◆ **What you need to do**
Write out the line with "Where can the blurred" and each line after it to the end of the material, exactly as they appear and with nothing else.

◆ **Records to use**

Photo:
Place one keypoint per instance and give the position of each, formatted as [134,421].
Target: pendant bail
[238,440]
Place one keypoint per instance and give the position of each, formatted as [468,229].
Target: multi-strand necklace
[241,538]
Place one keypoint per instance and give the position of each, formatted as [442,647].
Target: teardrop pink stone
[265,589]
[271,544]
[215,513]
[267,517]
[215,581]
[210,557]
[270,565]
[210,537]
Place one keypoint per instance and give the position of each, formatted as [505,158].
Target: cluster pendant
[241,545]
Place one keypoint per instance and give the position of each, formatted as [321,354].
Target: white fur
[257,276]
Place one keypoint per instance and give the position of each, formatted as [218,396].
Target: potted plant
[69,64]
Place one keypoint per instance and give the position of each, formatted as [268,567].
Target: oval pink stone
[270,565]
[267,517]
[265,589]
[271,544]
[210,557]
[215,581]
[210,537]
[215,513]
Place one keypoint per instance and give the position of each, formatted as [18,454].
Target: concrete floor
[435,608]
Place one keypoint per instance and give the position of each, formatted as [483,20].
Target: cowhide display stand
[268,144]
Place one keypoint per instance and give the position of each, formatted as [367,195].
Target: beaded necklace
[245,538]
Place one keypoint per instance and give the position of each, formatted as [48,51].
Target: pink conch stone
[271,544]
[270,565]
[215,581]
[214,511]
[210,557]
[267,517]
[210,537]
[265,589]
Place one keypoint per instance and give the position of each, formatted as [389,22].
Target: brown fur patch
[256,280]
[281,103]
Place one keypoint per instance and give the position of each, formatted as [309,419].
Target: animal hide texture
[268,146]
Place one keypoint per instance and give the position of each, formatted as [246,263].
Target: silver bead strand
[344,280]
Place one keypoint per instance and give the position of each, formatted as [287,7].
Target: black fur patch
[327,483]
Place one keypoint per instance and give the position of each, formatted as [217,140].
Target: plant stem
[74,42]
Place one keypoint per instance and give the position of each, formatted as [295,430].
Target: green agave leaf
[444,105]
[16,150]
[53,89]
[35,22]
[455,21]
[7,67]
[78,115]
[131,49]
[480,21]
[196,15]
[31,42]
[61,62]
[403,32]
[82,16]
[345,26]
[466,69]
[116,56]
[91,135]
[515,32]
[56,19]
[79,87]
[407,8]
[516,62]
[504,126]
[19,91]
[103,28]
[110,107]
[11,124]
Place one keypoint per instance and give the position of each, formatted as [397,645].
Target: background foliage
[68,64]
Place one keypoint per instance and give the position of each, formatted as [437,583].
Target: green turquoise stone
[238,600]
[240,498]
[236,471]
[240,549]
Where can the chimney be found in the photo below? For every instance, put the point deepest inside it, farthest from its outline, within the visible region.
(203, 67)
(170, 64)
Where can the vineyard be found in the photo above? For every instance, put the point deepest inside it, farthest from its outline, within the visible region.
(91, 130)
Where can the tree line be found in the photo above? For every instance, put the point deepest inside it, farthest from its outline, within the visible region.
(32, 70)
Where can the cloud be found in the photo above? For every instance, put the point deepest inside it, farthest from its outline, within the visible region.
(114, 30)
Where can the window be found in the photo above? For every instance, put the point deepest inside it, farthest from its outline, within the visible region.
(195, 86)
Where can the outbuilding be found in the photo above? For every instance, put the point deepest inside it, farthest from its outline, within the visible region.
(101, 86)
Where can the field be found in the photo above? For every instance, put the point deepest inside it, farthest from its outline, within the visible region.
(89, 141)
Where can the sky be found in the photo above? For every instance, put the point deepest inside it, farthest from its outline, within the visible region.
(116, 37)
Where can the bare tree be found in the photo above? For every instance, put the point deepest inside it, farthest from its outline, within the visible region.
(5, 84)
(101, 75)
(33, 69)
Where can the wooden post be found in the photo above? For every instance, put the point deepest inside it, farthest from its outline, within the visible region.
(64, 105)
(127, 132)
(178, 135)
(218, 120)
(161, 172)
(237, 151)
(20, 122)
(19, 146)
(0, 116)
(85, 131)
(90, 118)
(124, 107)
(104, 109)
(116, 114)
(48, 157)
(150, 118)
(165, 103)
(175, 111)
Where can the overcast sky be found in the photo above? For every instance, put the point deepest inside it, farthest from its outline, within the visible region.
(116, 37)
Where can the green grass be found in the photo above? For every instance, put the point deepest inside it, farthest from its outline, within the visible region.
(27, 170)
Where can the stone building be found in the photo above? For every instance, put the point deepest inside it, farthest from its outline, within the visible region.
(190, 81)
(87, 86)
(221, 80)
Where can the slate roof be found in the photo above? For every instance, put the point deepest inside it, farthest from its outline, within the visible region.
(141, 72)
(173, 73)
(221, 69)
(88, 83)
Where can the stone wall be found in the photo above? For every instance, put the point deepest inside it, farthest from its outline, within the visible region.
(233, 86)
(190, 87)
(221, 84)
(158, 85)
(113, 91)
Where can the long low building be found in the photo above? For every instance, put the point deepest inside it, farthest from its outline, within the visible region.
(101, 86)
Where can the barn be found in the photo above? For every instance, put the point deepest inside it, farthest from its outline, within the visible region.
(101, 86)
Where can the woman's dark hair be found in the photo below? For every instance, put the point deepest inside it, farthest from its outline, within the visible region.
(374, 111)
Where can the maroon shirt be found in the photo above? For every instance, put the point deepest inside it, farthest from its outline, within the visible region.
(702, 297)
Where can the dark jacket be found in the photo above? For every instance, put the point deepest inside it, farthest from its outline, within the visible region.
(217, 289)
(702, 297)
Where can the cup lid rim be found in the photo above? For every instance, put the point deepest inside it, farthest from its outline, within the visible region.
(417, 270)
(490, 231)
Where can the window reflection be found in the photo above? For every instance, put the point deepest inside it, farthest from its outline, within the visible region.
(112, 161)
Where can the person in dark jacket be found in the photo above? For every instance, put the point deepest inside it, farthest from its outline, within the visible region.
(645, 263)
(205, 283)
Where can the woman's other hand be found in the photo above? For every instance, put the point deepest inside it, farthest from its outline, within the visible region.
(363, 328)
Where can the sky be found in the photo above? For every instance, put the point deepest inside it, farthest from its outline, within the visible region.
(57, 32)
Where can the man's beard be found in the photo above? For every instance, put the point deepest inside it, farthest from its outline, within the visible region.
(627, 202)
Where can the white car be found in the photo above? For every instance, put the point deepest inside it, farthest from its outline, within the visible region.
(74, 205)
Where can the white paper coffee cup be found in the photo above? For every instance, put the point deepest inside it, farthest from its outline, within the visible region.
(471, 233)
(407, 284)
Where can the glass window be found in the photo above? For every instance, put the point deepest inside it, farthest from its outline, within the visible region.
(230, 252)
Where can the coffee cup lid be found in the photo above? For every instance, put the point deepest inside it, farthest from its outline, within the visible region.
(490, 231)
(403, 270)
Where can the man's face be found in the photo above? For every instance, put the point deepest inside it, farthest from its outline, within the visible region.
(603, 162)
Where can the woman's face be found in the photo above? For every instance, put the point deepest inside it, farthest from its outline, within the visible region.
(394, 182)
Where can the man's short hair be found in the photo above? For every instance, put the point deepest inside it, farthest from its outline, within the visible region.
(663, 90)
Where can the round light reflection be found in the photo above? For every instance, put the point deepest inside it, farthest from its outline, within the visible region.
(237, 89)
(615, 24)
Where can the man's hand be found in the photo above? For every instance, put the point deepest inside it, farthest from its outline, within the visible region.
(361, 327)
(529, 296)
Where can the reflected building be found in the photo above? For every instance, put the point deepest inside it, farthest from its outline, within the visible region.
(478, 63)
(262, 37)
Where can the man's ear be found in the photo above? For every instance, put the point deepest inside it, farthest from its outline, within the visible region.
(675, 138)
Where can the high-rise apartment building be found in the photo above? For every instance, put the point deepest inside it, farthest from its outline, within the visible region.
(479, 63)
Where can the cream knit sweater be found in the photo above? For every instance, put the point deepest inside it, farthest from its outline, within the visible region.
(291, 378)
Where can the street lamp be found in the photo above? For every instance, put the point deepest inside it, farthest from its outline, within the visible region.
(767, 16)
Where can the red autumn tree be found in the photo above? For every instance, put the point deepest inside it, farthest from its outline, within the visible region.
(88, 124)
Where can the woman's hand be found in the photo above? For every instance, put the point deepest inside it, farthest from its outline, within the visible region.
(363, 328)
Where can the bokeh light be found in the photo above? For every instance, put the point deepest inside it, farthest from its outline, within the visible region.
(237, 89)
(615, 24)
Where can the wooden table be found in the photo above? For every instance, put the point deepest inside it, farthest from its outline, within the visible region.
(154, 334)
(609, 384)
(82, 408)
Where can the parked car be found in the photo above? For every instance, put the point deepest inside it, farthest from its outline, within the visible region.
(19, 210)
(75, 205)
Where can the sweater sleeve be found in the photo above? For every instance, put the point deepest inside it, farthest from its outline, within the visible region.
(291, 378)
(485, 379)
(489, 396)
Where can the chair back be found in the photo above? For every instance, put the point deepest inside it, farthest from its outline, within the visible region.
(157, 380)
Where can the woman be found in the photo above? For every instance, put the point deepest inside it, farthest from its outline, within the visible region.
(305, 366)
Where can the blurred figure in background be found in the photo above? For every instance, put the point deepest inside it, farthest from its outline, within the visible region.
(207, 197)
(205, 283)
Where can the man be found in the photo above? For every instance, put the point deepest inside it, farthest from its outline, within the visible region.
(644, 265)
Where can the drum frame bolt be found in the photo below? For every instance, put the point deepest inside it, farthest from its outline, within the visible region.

◆ **Solution to this task**
Where can the blurred figure in background be found in the photo above? For every instance, put the point deepest inside it, farthest from its outline, within the visible region.
(207, 197)
(205, 283)
Where can the man be found in the photo above? For every instance, put the point deepest inside it, farthest from its outline, within the visible region.
(644, 265)
Where can the drum frame bolt be found in the photo below? For every instance, put the point deepest inside it, farthest from its outline, within the visible region.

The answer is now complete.